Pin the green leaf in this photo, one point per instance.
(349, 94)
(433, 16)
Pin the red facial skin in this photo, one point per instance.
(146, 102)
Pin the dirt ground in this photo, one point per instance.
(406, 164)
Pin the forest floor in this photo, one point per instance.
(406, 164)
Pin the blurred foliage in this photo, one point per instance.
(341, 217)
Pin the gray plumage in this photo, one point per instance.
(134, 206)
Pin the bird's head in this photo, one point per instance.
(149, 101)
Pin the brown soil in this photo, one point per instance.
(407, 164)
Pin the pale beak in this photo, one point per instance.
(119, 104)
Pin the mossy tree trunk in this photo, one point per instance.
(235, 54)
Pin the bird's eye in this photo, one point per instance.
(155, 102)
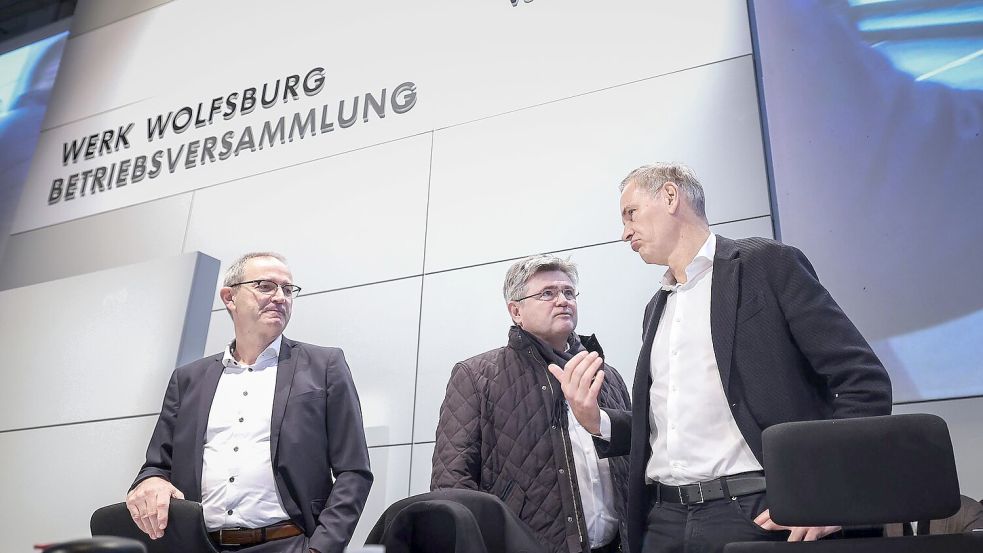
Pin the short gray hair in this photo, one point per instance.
(235, 271)
(653, 177)
(521, 271)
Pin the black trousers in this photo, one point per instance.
(296, 544)
(706, 527)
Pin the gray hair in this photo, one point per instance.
(524, 269)
(235, 271)
(653, 177)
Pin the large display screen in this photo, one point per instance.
(874, 121)
(27, 75)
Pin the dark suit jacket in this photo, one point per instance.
(316, 431)
(784, 348)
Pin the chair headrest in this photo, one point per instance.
(862, 471)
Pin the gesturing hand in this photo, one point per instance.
(581, 380)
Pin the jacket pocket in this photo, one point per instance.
(311, 395)
(751, 307)
(512, 496)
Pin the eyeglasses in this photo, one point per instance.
(550, 294)
(268, 287)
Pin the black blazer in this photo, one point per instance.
(784, 348)
(316, 430)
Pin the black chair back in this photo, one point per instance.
(864, 471)
(453, 521)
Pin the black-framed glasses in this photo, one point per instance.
(268, 287)
(550, 294)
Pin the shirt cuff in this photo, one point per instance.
(605, 433)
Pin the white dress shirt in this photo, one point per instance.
(594, 480)
(237, 485)
(693, 435)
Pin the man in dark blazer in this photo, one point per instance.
(741, 336)
(256, 433)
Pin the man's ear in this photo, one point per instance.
(228, 297)
(671, 192)
(514, 312)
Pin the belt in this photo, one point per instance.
(693, 494)
(255, 536)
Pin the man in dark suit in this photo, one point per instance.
(256, 433)
(741, 336)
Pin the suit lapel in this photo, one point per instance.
(286, 365)
(209, 384)
(643, 370)
(724, 294)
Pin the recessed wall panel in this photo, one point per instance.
(546, 178)
(376, 326)
(139, 233)
(391, 470)
(100, 345)
(346, 220)
(60, 475)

++++++

Brief ->
Give the lines exactly as they stand, from the line with "Pin the black chair" through the end of the material.

Result ->
Pin the black chair back in this photo, one point per instance.
(864, 471)
(453, 521)
Pin the black-framed glasses in this photo, one point per instance.
(268, 287)
(550, 294)
Pin the shirt cuff in this photo, one point per instance.
(605, 433)
Pin the white dress shirt in this photo, one point per instance.
(594, 480)
(237, 485)
(693, 435)
Pin the man in dark blazer in this photo, one point per instance.
(741, 336)
(256, 433)
Pin the man's ear in this photo, one point per instance.
(228, 297)
(671, 192)
(514, 312)
Pin the belt in this photo, one point per instance.
(693, 494)
(255, 536)
Pin the man in dark suit in this photo, one point per instance.
(256, 433)
(741, 336)
Pin the suit lapel in this photo, one point per instance.
(286, 365)
(209, 384)
(643, 370)
(724, 294)
Pin the recessed wall panel in this photo, one point per instance.
(546, 178)
(376, 326)
(139, 233)
(391, 470)
(100, 345)
(346, 220)
(60, 475)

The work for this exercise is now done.